[DOCUMENT EXTRACT]

▬▬▬

Just in case the Fed ignites the atmosphere…

In early 1940s as World War II raged in Europe and the Pacific, the most powerful person in the world was NOT Adolf Hitler. Nor Franklin Roosevelt. Nor Winston Churchill. Nor Josef Stalin.

Not even close.

The most powerful person in the world was a Nobel Prize winning physicist named Arthur Compton.

Compton had been tasked by the US government to lead a group of scientists in developing a plutonium-based nuclear weapon– the same one that would be used to bomb Japan in 1945.

No one had even detonated a nuclear device or even controlled a nuclear reaction. It was all theoretical.

In fact, Plutonium had only been discovered in 1940. The entire field was brand new.

At a certain point in the project’s development, the scientists realized there was a chance that nuclear detonation could ignite the Earth’s atmosphere and annihilate all life on the planet.

Compton was head of the project, so it was up to him to decide whether or not to proceed.

Every living creature in the world– every plant, every animal, every German, every American– had a pretty serious interest in Compton’s decision.

Yet almost nobody knew his name. Or that such a decision was even being made.

Arthur Compton was not an elected official. Nobody voted whether he should have the authority to put the entire planet at risk in order to advance US interests.

Compton gave the green light, so the project went ahead as planned. And they thankfully didn’t ignite the atmosphere.

But the safe outcome was far from certain.

Even right up until the morning of July 16, 1945– the day of the first nuclear detonation in New Mexico– scientists jovially took bets with each other whether the atmosphere would ignite.

I thought about this story yesterday as the chairman of the Federal Reserve testified in front of Congress yesterday about US monetary policy.

Very few people know his name or realize that he is one of the most powerful people in the world.

That’s because, as chairman of the Fed, he heads a committee that wields dictatorial control over US interest rates and the supply of US dollars.

The US dollar is still the world’s dominant reserve currency, so the committee’s decisions directly affect the prices and values of assets, goods, and services everywhere on the planet.

EVERYTHING– from your monthly salary, investment portfolio, value of your home and interest rate on your car loan, to the price of oil in Saudi Arabia, to the inflation rate in Bangladesh– is influenced by their decisions.

That’s an enormous amount of power.

Yet just like Arthur Compton and his fellow scientists, none of these people has been elected.

The decisions they make are based solely on what’s best for the United States… even though the consequences affect nearly everyone on the planet.

And they also acknowledge they’re in uncharted waters.

▬▬▬

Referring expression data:
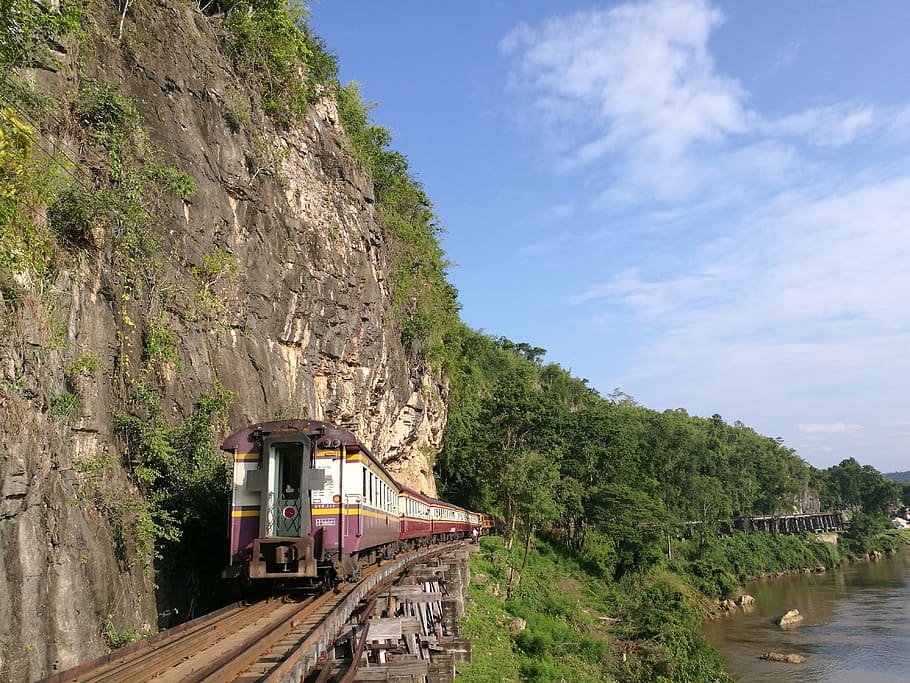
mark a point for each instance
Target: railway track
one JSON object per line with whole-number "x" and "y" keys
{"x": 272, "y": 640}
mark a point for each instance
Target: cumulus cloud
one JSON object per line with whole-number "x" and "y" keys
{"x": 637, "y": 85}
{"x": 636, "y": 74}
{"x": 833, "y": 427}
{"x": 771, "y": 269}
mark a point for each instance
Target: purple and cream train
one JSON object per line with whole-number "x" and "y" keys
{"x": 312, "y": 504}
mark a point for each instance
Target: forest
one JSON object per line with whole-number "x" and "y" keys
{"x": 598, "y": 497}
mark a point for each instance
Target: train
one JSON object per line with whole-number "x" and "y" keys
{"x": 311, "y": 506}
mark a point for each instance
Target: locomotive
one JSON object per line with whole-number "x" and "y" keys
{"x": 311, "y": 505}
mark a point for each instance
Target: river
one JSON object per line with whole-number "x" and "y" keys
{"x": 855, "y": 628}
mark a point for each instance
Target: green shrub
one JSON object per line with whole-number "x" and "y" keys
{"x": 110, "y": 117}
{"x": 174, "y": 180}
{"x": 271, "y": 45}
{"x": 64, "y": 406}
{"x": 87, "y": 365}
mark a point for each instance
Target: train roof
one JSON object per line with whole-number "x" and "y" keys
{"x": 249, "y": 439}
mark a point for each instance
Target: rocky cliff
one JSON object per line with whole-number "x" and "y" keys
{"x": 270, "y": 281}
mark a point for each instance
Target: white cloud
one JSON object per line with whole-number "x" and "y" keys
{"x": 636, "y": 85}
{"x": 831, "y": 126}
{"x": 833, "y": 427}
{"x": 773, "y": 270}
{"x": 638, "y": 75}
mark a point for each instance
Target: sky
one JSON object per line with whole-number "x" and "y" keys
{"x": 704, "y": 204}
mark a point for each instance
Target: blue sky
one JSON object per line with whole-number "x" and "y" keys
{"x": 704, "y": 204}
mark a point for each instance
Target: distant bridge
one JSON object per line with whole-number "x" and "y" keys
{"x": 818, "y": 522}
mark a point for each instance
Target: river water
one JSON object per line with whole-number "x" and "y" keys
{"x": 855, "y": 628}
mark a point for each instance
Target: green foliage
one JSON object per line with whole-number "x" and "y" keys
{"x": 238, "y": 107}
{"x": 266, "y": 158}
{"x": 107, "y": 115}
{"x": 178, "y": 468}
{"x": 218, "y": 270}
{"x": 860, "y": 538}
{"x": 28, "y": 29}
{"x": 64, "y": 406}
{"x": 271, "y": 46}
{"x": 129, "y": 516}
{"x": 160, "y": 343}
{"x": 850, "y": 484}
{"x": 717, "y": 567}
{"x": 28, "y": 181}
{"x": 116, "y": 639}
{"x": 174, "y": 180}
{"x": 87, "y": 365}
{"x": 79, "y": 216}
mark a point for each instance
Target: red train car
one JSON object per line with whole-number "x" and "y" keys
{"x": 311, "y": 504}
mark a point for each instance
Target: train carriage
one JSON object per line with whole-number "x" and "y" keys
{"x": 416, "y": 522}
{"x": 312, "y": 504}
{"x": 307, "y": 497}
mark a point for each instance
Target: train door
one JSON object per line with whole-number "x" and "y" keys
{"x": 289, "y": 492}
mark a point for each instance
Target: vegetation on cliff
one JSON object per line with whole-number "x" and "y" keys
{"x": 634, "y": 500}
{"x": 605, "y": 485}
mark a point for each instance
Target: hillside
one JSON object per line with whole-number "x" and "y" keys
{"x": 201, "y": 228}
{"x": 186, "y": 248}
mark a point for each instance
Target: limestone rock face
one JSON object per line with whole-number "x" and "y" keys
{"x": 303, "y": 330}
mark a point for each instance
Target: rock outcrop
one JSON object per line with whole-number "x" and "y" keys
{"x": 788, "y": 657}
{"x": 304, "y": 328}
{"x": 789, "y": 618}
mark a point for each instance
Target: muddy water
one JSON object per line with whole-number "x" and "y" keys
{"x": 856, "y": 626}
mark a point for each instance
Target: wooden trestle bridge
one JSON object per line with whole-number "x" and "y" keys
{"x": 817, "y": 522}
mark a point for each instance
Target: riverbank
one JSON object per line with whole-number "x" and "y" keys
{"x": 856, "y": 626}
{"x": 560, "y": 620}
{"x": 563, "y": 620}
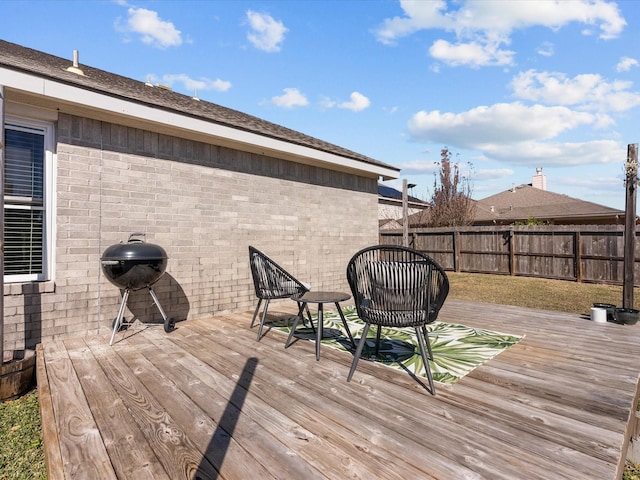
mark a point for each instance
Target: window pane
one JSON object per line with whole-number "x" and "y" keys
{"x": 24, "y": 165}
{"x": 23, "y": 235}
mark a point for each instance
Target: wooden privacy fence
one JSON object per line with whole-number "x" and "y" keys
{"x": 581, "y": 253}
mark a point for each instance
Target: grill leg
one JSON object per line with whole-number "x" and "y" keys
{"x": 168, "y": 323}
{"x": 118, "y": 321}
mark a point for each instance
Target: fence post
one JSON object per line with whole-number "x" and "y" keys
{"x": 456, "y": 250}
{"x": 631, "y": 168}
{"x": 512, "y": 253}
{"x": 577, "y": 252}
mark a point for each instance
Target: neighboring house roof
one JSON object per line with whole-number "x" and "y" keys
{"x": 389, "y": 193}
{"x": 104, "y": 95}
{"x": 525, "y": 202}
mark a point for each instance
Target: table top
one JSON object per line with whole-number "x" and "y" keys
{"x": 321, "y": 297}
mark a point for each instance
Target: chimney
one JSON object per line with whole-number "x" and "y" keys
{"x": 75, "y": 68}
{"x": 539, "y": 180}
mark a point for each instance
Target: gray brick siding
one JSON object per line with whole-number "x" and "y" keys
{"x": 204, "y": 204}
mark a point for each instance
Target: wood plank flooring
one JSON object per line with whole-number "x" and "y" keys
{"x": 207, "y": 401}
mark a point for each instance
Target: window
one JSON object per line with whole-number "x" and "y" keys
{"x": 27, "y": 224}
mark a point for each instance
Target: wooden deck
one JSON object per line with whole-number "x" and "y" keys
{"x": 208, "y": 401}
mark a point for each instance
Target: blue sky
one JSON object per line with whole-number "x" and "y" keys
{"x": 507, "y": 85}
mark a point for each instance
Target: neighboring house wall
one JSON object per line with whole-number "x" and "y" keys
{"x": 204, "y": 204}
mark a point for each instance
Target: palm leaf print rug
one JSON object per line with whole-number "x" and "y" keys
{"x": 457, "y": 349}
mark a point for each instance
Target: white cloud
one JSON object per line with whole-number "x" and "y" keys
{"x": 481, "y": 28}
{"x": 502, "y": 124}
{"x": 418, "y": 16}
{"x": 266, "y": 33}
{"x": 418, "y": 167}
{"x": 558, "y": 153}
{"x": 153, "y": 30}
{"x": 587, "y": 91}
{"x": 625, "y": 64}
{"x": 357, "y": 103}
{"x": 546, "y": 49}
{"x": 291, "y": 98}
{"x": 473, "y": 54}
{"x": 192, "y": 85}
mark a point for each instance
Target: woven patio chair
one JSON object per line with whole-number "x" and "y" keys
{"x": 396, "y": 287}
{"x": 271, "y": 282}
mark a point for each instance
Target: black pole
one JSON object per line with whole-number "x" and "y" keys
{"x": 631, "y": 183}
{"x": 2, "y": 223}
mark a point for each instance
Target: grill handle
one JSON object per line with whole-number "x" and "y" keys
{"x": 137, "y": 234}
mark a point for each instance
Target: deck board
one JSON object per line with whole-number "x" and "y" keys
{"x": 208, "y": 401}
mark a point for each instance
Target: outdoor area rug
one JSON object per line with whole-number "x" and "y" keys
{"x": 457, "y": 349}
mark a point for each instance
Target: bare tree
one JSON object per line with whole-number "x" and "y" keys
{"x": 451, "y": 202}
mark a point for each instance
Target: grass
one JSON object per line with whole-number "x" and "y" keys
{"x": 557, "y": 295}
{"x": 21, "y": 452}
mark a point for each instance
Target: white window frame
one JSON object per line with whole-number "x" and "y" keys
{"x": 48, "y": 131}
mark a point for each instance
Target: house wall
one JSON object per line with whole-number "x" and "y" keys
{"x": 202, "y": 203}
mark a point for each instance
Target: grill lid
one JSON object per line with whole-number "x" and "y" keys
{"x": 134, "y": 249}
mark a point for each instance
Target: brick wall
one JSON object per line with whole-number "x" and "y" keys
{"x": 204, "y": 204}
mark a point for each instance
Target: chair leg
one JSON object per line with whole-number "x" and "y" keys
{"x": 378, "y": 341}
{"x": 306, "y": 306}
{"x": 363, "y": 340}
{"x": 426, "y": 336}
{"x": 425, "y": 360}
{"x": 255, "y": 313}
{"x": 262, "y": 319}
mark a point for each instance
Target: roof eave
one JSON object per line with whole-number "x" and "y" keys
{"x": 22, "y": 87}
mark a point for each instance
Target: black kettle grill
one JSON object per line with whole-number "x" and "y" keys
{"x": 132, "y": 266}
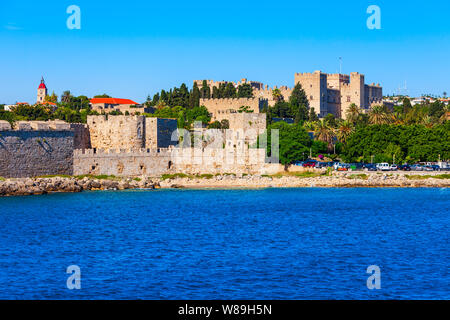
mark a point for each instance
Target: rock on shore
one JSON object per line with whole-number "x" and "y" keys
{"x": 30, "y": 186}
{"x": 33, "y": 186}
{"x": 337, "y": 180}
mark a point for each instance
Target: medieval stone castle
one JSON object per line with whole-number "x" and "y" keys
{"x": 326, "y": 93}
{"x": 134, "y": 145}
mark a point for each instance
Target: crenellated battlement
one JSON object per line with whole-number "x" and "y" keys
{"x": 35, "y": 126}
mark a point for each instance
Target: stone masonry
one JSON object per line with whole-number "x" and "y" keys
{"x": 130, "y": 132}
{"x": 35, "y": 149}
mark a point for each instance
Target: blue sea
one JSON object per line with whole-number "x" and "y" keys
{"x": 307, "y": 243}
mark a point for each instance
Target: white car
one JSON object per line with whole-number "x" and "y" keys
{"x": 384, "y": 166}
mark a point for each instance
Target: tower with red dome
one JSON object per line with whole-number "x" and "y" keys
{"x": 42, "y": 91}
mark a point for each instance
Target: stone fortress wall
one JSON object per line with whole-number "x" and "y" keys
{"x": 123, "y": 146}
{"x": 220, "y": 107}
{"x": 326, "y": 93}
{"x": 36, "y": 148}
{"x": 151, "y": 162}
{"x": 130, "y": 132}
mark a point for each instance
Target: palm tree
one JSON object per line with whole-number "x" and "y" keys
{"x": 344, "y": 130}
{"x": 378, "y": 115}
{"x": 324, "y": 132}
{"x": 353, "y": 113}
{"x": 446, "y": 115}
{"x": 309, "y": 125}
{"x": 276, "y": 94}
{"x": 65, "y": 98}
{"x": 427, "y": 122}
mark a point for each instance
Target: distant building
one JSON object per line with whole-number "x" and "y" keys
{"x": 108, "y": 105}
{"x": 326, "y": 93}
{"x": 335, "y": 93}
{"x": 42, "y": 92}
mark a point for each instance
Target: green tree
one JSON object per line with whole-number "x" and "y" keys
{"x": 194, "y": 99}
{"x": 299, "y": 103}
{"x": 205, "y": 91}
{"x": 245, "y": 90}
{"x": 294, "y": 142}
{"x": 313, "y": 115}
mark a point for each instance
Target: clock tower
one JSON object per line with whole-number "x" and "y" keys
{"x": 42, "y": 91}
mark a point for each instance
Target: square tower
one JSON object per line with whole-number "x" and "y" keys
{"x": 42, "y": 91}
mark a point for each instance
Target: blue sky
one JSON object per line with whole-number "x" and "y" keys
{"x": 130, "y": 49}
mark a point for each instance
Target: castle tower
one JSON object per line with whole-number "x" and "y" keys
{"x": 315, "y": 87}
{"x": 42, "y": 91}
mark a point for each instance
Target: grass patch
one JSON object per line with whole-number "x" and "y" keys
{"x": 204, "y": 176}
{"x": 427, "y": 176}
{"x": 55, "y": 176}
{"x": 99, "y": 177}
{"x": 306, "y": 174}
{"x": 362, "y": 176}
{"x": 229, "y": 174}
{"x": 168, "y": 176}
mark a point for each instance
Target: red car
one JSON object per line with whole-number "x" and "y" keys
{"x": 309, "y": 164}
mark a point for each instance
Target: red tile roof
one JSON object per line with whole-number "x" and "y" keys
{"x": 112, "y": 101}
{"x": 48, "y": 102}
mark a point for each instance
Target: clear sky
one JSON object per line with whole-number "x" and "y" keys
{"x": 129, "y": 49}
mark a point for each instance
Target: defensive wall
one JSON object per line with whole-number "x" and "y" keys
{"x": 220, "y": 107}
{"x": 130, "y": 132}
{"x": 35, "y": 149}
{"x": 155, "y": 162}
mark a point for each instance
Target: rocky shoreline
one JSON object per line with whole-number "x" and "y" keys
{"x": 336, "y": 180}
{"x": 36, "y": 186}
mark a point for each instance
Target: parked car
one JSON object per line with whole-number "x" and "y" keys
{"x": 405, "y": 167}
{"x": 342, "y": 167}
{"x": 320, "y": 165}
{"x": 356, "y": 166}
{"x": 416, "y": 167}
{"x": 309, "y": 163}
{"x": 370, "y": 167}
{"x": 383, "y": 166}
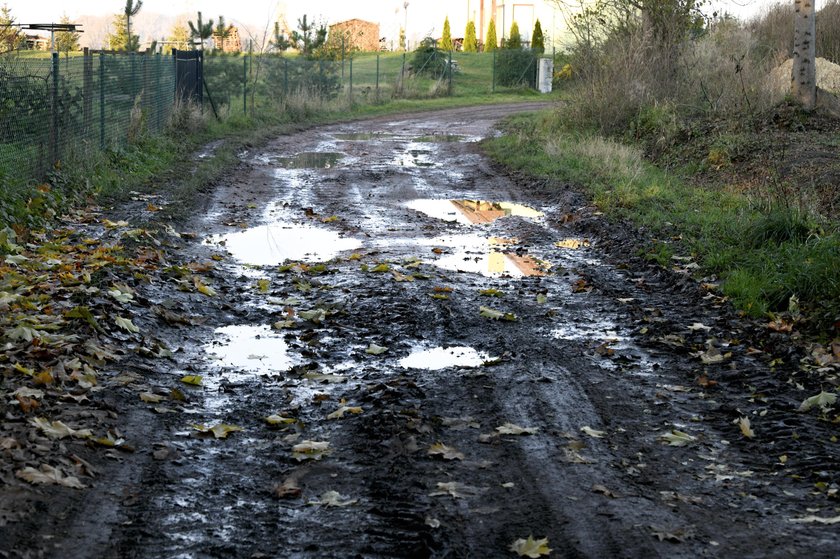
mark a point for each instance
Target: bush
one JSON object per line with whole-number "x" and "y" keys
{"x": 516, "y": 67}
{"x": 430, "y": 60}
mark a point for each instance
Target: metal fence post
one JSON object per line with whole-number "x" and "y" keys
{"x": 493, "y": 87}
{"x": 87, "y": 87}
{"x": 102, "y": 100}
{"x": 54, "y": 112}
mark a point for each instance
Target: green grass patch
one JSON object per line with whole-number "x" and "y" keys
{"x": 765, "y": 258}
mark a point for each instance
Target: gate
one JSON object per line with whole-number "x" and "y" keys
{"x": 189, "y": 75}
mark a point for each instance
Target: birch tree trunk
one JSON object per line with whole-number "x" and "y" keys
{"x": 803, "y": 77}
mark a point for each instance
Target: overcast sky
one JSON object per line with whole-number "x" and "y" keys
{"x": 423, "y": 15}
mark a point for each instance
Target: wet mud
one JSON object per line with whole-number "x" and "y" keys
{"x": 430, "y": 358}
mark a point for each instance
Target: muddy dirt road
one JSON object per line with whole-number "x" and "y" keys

▬▬▬

[PROBLEM DETAILS] Continue the text about the Fed and Arthur Compton, starting after its last sentence. The items are separate material and have no connection to the text about the Fed and Arthur Compton.

[WRITTEN ANSWER]
The Fed Chairman told Congress yesterday that economic conditions are totally unprecedented, and that his committee has “significant humility” because so many of their basic assumptions have been wrong.

He also acknowledges that what they’re doing right now has never been tried before.

By many historic measures, the US economy has never been better.

The US unemployment rate is below 4%. GDP is growing. The stock market is at an all-time high.

These are all great signs.

Yet the Fed has cut interest rates three times this year (including a 0.25% cut just two weeks ago), and they’re printing up to $80 billion per month in new money to inject into the economy.

Those are things that a central bank does when an economy is weak.

It’s like administering a strong dose of a powerful, experimental medicine to a healthy individual; there’s not much reason to do it, and you have no idea what the reaction is going to be.

Arthur Compton and his colleagues relied on theoretical physics to make a final determination that the nuclear detonation would be safe.

The Federal Reserve’s Open Market Committee relies on theoretical economics– untested and unproven ideas– in deciding that printing trillions of dollars and slashing interest rates to historically low levels will be consequence free.

But to be frank, the Fed doesn’t have the best track record in predicting the financial crises and economic downturn that they help create.

For example, they totally missed the 2008/2009 Great Recession.

Even when the warning signs were obvious in late 2007, just months before the crash, the Fed Chairman at the time insisted that there would be no recession.

They helped engineer that crisis with their unprecedented, experimental interest rate policy during the early 2000s. And they failed to see the warning signs.

Compton turned out to be right about nuclear detonation. And we can certainly hope that the Fed gets it right this time too.

But you might want to think about owning a bit of gold and silver… just in case these guys ignite the atmosphere.